> Aufgabenliste:
1: Beantworte anhand des Textauszugs:
(a) Wessen Verbindungen nach Deutschland prüft das Bundeskriminalamt?
(b) Wo hielt Obama seine Ansprache?
(c) Welche Täter werden als „Einsame Wölfe“ bezeichnet?
2: Gib den Abschnitt des Textauszugs zwischen „Trump bekommt Gegenwind“ und „direkte Befehle ausführen.“ einschließlich wieder. Ersetze dabei „Einsame Wölfe“ durch „Einzeltäter“.
3: Fasse den Absatz des Textauszugs, der mit „US-Präsident Barack Obama hat“ beginnt, als kurze Stichpunktliste zusammen und behalte dabei die wichtigsten Fakten bei.

> Textauszug:
---
Das FBI schloss weiter nicht aus, dass es Mittäter oder Helfershelfer gibt. Das Bundeskriminalamt prüft Verbindungen des Vaters des Attentäters, Siddique Mateen, nach Deutschland.

Dem Massaker folgt eine selten scharfe Debatte über den Umgang mit Muslimen und das Selbstverständnis der USA.

Obama kritisiert Trump so scharf wie nie zuvor

US-Präsident Barack Obama hat die antimuslimische Rhetorik des republikanischen Präsidentschaftsbewerbers Donald Trump nach dem Massaker von Orlando entschieden verurteilt. Trumps Ansichten seien eine Gefahr für die amerikanische Sicherheit und ein bedrohlicher Anklang an einige der beschämendsten Augenblicke der US-Geschichte, sagte Obama. Eigentlich hatte er nach Unterredungen mit Sicherheitsberatern in seiner Ansprache im Finanzministerium in Washington planmäßig über den Kampf gegen die Terrormiliz Islamischer Staat informieren wollen.

„Das ist nicht das Amerika, das wir wollen. Das spiegelt nicht unsere demokratischen Werte wider“, sagte Obama zu Trumps Forderungen nach einem zeitweiligen Einreiseverbot für ausländische Muslime und einem anderen Umgang mit muslimischen US-Bürgern. Diese Äußerungen hatte der Republikaner nach dem Massaker noch einmal bekräftigt und um ein weiteres Element ergänzt: ein Einwanderungsstopp aus Weltregionen mit einer Vergangenheit des Terrorismus gegen die USA und ihre Verbündeten. Zudem hatte er Obama wegen der Orlando-Tragödie den Rücktritt nahegelegt.

Trumps „leichtfertiges Gerede“ und seine „Schlamperei“ könne zu Diskriminierung gegen ethnische und religiöse Minderheiten führen, kritisierte Obama. So drastisch wie am Dienstag hatte er den voraussichtlichen Präsidentschaftskandidaten der Republikaner bislang noch nie angegangen.

„Wir sind in unserer Geschichte durch Momente gegangen, in denen wir aus Angst handelten und es bereuten“, sagte Obama. „Wir haben erlebt, wie unsere Regierung unsere Mitbürger falsch behandelt hat und es ist ein beschämender Teil unserer Geschichte gewesen.“

Trump bekommt Gegenwind aus der eigenen Partei

Bei Obamas vorangegangenen Gesprächen mit seinen Sicherheitsberatern ging es über die Bedrohung durch den IS und auch um sogenannte Einsame Wölfe, wie es vermutlich der Attentäter von Orlando gewesen war. Mit diesem Begriff werden Täter bezeichnet, die von der Ideologie der Extremisten beeinflusst sind und sich zu ihnen bekennen, nicht aber direkte Befehle ausführen.
---
> Eingabedaten:
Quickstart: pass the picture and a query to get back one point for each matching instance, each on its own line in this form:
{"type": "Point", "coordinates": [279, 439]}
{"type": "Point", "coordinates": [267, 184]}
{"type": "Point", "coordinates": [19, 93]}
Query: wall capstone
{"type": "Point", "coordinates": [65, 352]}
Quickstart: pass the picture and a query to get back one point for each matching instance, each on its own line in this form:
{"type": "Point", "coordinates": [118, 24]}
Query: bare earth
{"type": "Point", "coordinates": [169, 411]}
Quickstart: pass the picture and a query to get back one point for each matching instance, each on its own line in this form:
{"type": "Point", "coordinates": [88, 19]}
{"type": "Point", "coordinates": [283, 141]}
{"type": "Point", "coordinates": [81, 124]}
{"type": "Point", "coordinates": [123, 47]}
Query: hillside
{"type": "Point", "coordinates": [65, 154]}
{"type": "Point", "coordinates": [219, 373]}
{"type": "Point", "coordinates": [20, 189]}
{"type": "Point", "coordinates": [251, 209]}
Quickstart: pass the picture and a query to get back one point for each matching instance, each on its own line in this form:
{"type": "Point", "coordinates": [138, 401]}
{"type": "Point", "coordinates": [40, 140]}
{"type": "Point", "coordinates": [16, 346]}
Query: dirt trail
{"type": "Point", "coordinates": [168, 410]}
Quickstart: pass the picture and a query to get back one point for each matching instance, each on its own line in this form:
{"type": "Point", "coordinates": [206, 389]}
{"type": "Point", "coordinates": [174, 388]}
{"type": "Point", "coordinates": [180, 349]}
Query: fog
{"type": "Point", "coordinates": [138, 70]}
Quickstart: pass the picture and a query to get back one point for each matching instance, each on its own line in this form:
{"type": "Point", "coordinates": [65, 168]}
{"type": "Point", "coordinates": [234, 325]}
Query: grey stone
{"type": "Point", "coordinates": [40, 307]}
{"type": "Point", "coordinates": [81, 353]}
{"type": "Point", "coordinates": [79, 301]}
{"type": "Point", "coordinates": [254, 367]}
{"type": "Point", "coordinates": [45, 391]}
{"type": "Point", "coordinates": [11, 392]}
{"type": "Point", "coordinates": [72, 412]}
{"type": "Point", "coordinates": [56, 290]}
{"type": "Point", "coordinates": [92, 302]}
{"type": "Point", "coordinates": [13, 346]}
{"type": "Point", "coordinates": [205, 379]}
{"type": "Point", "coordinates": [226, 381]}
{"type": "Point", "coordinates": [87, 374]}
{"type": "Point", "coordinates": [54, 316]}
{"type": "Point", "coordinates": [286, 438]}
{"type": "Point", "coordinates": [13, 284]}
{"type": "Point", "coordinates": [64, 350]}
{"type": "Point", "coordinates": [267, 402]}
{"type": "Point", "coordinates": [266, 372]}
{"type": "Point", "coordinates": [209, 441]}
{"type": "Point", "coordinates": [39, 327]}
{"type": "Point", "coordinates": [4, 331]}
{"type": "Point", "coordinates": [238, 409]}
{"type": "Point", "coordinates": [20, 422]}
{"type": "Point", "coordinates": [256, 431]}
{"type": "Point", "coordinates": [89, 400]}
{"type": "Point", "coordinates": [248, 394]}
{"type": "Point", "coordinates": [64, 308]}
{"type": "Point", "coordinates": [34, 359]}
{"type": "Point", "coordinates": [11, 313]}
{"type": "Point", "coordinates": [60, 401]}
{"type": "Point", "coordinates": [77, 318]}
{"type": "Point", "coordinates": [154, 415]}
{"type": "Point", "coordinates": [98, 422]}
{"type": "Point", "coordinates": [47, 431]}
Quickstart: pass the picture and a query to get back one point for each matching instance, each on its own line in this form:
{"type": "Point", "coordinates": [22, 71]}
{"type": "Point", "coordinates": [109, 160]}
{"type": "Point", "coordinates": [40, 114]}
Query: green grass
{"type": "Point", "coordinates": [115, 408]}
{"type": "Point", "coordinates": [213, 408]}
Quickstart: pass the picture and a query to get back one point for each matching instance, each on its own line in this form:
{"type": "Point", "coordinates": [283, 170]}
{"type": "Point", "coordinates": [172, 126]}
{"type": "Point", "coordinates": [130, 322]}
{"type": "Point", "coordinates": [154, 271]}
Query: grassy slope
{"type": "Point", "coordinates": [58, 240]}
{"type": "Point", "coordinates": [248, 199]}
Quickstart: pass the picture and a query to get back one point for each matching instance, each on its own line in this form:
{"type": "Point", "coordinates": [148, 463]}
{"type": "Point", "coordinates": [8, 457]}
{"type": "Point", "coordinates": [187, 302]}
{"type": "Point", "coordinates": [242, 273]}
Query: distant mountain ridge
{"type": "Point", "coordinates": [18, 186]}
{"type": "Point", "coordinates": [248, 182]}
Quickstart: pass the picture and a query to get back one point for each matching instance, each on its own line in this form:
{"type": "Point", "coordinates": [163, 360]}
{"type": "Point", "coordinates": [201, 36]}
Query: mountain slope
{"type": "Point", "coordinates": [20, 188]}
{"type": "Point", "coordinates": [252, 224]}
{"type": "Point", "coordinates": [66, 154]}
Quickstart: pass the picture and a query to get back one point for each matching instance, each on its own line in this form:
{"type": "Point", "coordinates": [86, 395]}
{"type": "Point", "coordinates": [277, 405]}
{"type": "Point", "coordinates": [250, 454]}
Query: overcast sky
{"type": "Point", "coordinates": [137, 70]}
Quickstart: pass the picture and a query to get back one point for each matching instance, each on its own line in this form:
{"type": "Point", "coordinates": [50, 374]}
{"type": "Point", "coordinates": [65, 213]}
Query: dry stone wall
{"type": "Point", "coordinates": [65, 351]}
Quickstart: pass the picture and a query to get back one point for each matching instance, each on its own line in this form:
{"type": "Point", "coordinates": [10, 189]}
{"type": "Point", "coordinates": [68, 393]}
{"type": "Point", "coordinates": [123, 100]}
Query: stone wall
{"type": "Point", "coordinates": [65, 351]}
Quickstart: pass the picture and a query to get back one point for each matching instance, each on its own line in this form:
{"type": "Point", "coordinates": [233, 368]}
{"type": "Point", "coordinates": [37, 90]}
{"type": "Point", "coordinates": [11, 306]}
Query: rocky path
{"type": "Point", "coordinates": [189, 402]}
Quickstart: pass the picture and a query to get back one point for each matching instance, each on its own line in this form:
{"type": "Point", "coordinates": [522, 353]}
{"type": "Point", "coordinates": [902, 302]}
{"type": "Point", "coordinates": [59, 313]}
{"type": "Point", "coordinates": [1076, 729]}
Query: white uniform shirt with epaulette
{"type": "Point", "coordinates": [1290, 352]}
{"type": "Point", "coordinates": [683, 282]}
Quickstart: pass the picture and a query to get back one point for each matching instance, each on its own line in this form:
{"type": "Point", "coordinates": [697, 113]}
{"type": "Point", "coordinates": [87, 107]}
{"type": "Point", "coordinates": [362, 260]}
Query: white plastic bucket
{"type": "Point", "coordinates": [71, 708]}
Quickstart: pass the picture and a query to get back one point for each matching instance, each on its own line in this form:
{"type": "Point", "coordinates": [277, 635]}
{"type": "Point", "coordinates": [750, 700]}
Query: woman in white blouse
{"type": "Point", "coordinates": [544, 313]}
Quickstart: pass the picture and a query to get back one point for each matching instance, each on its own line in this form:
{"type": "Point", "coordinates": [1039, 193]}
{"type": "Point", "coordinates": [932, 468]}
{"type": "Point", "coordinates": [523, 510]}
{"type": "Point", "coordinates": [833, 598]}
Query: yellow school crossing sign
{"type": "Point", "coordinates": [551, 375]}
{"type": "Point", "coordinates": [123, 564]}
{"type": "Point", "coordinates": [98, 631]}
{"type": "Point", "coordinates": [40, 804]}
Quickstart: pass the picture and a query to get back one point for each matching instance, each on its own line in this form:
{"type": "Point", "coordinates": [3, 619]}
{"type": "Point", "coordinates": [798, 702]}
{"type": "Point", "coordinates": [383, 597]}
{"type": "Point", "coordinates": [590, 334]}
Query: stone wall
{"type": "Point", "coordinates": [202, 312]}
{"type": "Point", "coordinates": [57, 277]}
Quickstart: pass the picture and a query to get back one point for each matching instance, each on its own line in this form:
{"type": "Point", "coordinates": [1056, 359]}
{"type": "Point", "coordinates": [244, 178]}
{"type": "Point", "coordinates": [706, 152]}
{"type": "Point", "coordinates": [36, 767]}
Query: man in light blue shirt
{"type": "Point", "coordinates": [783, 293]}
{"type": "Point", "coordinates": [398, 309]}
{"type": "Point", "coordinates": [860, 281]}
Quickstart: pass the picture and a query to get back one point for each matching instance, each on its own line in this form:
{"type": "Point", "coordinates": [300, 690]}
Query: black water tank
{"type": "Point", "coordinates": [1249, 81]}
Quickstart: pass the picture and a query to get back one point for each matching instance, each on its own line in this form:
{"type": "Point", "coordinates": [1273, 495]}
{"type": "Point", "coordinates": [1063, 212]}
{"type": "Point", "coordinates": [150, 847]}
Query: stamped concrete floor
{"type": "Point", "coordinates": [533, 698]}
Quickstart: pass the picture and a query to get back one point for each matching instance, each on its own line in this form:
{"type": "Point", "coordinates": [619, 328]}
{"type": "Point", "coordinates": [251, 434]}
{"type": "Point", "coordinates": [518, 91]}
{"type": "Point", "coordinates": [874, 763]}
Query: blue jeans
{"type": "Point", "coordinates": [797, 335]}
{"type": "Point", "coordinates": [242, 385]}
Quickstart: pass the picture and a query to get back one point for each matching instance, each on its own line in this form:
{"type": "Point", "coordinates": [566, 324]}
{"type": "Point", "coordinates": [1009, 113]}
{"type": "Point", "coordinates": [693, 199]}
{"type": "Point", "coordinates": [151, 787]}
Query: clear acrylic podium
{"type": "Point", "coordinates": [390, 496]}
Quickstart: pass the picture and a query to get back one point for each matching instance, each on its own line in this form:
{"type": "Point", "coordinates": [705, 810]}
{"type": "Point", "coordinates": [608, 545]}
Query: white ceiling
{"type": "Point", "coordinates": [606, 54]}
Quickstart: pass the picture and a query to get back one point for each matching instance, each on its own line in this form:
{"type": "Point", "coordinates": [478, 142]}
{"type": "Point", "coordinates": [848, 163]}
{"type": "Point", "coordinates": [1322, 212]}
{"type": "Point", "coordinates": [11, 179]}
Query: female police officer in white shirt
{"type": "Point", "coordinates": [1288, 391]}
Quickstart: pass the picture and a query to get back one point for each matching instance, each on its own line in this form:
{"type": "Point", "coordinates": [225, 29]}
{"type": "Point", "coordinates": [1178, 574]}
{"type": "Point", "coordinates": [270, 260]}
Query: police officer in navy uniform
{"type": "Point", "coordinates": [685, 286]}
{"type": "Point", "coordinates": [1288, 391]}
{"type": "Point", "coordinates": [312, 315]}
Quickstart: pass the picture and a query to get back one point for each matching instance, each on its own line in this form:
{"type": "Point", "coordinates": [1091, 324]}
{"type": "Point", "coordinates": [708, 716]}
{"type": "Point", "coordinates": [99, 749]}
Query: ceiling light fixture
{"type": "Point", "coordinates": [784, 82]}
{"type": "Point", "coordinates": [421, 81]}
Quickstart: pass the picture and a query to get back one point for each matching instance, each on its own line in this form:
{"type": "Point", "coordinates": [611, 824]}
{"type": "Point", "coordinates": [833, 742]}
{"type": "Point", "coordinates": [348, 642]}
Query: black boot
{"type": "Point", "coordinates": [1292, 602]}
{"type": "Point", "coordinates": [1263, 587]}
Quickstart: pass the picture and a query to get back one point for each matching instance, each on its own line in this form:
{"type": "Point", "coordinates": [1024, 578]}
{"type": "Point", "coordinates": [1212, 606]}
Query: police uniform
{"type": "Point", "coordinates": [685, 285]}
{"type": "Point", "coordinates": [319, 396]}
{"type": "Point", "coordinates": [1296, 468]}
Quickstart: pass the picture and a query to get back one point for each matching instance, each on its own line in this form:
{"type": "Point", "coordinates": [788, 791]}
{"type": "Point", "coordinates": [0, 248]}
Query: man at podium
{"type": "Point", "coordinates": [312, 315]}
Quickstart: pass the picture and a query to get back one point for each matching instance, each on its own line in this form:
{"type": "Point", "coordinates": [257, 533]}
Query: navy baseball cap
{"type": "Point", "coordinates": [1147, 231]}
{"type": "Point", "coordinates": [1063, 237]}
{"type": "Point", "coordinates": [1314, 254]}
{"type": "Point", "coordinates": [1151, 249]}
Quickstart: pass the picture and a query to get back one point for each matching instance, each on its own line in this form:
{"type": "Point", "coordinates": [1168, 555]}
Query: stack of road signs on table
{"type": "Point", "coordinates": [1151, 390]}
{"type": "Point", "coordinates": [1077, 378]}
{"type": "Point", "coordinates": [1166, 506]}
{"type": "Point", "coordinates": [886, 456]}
---
> Lösungen:
1:
(a) Die Verbindungen von Siddique Mateen, dem Vater des Attentäters.
(b) Im Finanzministerium in Washington.
(c) Täter, die von der Ideologie der Extremisten beeinflusst sind und sich zu ihnen bekennen, aber keine direkten Befehle ausführen.

2:
Trump bekommt Gegenwind aus der eigenen Partei

Bei Obamas vorangegangenen Gesprächen mit seinen Sicherheitsberatern ging es über die Bedrohung durch den IS und auch um sogenannte Einzeltäter, wie es vermutlich der Attentäter von Orlando gewesen war. Mit diesem Begriff werden Täter bezeichnet, die von der Ideologie der Extremisten beeinflusst sind und sich zu ihnen bekennen, nicht aber direkte Befehle ausführen.

3:
- Nach dem Massaker von Orlando verurteilte Obama entschieden die antimuslimische Rhetorik des republikanischen Präsidentschaftsbewerbers Donald Trump.
- Trumps Ansichten nannte er eine Gefahr für die amerikanische Sicherheit und einen bedrohlichen Anklang an einige der beschämendsten Augenblicke der US-Geschichte.
- Eigentlich wollte Obama in seiner Ansprache im Finanzministerium in Washington nach Gesprächen mit Sicherheitsberatern über den Kampf gegen den IS informieren.